__Objective__. Replace "thickest" with "widest" in the stretch of records below, from the line containing "the bare tree" through the line containing "(1103, 239)". Give back only those lines, with everything else unchanged.
"""
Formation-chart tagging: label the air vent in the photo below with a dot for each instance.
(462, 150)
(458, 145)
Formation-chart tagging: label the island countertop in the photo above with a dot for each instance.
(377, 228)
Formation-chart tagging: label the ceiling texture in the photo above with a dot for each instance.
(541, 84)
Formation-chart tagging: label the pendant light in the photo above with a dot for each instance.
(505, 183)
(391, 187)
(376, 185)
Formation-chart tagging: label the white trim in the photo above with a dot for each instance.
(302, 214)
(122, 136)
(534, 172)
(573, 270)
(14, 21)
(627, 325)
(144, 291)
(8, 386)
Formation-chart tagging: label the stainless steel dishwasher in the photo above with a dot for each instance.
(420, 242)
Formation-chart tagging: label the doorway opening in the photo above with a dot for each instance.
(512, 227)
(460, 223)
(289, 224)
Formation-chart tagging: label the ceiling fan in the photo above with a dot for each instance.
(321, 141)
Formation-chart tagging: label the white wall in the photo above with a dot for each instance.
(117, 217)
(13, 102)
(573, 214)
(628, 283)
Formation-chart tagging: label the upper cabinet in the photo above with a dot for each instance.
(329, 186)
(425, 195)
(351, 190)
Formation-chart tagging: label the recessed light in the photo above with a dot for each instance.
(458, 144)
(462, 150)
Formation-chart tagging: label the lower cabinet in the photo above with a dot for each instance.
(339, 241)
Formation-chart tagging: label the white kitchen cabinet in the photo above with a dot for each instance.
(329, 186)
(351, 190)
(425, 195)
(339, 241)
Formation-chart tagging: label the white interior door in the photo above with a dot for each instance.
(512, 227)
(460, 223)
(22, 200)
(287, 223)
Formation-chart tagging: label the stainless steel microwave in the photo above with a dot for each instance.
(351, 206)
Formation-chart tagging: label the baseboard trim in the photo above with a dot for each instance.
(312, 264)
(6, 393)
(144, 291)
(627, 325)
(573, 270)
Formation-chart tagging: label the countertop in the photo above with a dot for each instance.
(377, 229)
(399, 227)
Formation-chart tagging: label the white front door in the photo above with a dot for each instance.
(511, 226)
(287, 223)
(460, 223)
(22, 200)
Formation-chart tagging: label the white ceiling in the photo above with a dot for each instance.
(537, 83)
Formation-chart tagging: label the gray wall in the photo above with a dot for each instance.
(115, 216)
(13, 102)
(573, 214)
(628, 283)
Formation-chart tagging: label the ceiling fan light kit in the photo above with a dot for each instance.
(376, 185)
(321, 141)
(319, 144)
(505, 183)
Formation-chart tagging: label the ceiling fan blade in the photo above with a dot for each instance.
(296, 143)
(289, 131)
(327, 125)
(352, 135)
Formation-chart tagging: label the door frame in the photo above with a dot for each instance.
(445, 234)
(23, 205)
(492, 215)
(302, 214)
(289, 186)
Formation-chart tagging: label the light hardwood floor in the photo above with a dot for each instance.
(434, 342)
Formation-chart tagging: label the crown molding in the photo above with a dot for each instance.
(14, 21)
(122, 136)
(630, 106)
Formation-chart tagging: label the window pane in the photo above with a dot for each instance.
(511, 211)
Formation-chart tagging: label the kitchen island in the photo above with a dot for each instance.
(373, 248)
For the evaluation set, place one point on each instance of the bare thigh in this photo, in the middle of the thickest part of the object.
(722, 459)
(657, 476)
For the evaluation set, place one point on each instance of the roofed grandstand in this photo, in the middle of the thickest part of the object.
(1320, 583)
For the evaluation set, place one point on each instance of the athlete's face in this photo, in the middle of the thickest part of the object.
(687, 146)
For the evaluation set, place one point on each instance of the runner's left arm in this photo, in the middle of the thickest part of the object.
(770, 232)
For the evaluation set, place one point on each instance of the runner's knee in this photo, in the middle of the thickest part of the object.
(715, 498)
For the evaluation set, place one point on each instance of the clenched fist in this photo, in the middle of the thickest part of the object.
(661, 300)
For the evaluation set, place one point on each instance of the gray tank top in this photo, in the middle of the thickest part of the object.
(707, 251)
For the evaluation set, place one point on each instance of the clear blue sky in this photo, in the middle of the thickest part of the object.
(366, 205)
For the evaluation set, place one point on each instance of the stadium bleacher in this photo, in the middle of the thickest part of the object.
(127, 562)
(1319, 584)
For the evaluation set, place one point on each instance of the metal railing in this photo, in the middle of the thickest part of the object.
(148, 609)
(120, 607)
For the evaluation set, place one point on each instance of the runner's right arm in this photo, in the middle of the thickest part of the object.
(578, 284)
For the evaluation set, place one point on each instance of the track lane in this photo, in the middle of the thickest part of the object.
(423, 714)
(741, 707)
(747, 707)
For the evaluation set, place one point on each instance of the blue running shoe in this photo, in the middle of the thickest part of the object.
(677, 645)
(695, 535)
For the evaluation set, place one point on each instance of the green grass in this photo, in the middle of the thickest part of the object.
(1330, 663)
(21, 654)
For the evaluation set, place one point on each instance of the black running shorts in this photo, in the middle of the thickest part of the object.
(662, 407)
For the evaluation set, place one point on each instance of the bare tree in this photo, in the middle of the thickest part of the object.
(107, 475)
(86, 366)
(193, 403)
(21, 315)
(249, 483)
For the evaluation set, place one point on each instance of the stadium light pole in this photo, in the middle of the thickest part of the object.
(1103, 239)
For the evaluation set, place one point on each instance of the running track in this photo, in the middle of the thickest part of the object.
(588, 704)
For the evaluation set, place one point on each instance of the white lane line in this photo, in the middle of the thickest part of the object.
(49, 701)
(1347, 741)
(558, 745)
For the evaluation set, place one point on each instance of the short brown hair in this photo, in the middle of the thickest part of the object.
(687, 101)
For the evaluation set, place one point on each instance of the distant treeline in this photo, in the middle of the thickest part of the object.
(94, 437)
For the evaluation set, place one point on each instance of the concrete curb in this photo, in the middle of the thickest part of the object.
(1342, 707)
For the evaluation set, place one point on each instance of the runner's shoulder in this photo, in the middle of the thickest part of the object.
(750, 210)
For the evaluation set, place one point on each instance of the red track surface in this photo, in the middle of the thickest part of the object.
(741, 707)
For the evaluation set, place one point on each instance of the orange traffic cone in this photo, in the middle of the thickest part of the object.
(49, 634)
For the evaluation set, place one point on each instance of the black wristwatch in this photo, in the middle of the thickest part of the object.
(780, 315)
"""
__The answer__.
For the evaluation set, place one point on each instance of the bare tree in this photo, in the middle of the widest part of the object.
(107, 475)
(86, 366)
(193, 403)
(21, 315)
(249, 483)
For the evaluation set, place one point on each instance of the stadium light pole in this photo, in the middle of the widest part of the object.
(1103, 239)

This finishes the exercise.